• _Task objective_: Please copy the records below word for word, starting at the line that contains "Target: baby's face" (that line included) and ending with the last line of the records.

• _Records provided_:
►
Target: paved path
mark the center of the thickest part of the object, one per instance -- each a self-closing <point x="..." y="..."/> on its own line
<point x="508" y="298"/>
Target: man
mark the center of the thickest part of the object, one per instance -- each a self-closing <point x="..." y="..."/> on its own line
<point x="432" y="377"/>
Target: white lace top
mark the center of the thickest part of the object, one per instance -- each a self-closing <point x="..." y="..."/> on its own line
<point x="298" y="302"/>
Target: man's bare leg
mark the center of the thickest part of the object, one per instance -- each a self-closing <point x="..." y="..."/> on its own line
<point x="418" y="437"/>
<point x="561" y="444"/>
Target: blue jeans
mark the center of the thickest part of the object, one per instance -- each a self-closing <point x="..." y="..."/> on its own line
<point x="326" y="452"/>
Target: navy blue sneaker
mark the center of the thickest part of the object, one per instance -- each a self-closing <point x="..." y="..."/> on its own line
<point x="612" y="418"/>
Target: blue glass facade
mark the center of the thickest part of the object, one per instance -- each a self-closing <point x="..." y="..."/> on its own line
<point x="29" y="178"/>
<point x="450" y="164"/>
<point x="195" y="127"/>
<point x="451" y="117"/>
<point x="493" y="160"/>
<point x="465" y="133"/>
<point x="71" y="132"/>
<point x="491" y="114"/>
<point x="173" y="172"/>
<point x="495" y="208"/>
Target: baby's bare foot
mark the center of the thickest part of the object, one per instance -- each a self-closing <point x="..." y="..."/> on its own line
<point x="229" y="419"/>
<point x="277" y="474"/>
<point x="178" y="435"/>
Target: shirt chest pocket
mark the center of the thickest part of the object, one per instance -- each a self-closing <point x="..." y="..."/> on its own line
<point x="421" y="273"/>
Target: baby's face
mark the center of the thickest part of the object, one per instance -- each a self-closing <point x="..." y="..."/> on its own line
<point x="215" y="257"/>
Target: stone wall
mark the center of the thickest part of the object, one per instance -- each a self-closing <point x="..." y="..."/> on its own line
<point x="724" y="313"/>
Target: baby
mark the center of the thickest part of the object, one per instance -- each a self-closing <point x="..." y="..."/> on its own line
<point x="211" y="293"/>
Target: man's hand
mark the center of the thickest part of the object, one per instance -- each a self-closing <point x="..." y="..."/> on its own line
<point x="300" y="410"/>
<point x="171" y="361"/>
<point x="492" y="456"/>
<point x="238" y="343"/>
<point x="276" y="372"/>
◄
• _Solution below_:
Target: baby's face
mark the center of the thickest part of the object, one per instance -- each a self-closing <point x="..." y="..."/> on its own line
<point x="215" y="257"/>
Target: stone wall
mark the center of the thickest part of the object, one per instance -- each a self-closing <point x="..." y="..."/> on its own line
<point x="724" y="313"/>
Target: baby
mark the center of the thickest part of the object, one per instance -- each a self-closing <point x="..." y="..."/> on its own line
<point x="211" y="293"/>
Target: man's hand
mark the center of the thickest part of the object, one per instance -- each a self-closing <point x="..." y="..."/> on its own line
<point x="300" y="410"/>
<point x="171" y="361"/>
<point x="492" y="456"/>
<point x="238" y="343"/>
<point x="276" y="372"/>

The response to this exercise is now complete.